Begin

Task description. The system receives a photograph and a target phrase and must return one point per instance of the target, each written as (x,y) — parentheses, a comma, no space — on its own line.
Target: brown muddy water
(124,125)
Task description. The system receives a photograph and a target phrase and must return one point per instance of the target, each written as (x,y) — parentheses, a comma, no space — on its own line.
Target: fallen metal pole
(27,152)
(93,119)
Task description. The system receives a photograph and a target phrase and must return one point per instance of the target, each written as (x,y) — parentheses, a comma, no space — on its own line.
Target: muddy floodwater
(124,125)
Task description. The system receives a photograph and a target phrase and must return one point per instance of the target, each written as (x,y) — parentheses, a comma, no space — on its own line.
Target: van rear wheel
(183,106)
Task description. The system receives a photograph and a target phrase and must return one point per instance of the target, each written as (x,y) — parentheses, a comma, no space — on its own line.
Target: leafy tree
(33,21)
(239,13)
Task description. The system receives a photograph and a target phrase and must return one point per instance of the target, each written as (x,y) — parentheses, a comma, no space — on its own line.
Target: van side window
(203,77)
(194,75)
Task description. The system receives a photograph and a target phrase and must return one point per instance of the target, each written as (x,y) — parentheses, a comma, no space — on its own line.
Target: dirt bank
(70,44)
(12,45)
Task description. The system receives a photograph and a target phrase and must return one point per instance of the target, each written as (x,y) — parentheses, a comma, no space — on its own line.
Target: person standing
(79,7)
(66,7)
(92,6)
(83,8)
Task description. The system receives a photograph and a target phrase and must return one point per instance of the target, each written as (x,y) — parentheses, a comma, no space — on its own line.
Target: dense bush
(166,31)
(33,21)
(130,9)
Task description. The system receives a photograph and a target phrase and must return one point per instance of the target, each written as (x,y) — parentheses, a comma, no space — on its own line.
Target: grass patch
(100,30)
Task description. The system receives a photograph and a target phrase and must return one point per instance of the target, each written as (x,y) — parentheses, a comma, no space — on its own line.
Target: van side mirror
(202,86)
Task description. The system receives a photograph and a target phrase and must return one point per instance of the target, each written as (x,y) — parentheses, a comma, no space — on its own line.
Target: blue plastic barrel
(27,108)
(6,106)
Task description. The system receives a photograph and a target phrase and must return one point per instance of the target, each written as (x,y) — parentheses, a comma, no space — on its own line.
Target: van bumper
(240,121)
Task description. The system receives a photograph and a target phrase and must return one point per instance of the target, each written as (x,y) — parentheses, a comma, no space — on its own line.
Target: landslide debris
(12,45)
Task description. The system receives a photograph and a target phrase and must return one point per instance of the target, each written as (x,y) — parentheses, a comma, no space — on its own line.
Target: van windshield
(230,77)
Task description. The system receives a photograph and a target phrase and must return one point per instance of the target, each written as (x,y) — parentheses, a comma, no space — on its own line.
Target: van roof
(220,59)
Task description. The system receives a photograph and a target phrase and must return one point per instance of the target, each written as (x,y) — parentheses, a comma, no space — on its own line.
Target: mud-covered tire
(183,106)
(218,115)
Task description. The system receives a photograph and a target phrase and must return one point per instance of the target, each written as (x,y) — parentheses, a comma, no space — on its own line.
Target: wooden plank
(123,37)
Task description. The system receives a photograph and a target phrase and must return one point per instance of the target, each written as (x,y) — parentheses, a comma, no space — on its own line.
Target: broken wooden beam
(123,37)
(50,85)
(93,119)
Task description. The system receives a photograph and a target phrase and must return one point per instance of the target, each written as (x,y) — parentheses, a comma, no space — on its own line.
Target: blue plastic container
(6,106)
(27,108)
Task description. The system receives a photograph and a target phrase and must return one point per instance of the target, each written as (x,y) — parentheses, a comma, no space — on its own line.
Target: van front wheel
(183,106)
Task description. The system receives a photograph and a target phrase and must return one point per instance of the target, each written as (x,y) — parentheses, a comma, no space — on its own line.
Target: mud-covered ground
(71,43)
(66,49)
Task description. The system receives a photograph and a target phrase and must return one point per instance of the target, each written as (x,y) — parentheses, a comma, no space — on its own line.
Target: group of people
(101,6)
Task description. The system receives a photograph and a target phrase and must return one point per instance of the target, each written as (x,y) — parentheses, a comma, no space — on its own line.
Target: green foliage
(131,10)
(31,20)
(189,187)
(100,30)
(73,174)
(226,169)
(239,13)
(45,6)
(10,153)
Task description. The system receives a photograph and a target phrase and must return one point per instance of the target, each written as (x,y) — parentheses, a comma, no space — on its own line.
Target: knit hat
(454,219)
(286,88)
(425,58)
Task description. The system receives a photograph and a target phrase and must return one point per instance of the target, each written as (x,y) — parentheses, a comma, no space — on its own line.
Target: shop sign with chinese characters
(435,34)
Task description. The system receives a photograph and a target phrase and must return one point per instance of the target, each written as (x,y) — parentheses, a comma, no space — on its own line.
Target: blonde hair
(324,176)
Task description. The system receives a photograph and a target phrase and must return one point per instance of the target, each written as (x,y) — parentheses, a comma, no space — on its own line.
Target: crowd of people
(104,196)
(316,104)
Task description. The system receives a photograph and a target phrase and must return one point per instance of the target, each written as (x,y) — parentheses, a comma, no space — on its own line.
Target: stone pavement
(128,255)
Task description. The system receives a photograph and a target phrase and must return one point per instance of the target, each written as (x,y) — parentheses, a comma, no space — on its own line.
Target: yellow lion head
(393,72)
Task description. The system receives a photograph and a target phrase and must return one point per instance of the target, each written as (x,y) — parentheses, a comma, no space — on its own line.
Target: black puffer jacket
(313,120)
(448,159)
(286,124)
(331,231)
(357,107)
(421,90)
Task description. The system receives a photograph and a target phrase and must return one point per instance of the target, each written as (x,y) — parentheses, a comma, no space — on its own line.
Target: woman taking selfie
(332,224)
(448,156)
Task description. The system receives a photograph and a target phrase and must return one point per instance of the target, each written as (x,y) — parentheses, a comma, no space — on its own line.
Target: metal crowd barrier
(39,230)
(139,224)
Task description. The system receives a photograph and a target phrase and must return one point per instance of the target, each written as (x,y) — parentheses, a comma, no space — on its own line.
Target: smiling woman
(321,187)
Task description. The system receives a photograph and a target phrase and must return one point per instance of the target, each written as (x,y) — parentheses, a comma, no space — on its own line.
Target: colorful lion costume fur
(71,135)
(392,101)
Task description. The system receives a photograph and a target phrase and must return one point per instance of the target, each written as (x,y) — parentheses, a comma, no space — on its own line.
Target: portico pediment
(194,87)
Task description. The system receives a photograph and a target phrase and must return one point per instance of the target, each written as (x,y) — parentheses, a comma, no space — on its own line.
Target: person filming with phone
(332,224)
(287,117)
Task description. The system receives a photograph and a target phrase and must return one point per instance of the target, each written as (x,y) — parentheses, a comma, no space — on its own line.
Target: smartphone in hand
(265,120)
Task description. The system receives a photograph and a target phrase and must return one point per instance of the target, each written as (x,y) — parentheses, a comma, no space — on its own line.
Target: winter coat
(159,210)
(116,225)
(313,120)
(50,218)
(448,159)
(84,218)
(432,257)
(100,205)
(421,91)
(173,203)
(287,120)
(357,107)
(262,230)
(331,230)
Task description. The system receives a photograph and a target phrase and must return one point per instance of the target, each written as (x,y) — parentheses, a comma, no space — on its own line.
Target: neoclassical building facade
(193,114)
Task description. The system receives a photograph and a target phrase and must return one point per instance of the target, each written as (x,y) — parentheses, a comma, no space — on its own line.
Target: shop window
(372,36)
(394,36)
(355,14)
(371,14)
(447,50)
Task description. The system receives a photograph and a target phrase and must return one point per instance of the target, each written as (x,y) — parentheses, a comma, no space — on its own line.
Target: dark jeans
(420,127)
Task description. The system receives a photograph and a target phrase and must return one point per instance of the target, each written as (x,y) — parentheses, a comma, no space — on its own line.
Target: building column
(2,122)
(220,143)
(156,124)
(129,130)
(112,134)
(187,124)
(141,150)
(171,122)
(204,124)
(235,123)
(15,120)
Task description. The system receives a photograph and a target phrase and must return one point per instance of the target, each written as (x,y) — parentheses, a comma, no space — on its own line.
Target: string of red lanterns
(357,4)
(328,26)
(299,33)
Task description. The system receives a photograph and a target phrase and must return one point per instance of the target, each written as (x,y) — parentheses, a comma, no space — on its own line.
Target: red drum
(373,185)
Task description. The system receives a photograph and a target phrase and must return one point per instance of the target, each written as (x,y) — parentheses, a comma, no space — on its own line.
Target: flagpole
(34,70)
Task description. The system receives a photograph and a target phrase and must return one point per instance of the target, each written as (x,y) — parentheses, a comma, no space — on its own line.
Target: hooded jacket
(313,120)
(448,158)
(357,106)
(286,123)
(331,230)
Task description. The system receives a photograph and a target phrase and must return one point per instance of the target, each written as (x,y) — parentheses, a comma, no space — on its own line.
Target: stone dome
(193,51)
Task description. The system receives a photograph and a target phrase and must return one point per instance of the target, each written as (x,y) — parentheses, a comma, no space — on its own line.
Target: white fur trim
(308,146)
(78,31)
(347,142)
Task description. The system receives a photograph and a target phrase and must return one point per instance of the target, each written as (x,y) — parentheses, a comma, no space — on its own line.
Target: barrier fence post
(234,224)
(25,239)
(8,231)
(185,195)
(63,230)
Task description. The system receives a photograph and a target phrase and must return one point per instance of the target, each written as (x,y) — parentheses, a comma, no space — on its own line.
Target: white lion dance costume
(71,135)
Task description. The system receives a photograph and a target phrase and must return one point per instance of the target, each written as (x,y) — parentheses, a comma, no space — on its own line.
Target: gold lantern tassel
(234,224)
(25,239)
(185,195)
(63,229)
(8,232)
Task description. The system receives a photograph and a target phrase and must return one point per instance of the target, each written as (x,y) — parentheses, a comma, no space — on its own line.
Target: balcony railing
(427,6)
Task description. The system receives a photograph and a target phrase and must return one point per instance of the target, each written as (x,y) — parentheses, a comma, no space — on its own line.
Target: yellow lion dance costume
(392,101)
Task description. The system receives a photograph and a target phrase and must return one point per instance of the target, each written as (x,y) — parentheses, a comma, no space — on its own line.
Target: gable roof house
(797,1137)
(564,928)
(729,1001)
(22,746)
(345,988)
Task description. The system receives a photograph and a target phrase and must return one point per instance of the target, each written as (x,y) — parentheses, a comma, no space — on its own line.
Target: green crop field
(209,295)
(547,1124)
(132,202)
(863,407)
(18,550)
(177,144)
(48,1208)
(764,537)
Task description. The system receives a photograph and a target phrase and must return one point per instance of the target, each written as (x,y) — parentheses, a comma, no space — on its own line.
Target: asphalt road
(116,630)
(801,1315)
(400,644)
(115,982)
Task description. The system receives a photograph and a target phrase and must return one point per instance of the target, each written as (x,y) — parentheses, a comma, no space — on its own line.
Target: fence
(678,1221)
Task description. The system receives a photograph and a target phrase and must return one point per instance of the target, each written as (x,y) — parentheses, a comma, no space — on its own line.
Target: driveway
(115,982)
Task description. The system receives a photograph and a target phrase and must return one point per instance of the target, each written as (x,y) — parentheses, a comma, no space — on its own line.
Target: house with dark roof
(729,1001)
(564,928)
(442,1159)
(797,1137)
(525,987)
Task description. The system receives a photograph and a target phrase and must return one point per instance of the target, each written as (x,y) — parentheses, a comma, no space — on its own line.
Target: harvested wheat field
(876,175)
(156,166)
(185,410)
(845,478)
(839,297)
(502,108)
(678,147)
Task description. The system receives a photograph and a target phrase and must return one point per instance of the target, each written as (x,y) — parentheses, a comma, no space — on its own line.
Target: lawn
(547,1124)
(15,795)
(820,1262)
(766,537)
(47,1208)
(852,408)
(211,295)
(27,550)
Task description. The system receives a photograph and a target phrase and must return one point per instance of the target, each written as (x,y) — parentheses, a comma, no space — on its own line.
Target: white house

End

*YOUR GOAL*: Report verbatim every line above that contains the string "window", treating uppercase and lowercase letters as distinct.

*RESULT FOR THIS EXERCISE*:
Target: van side window
Target: shop window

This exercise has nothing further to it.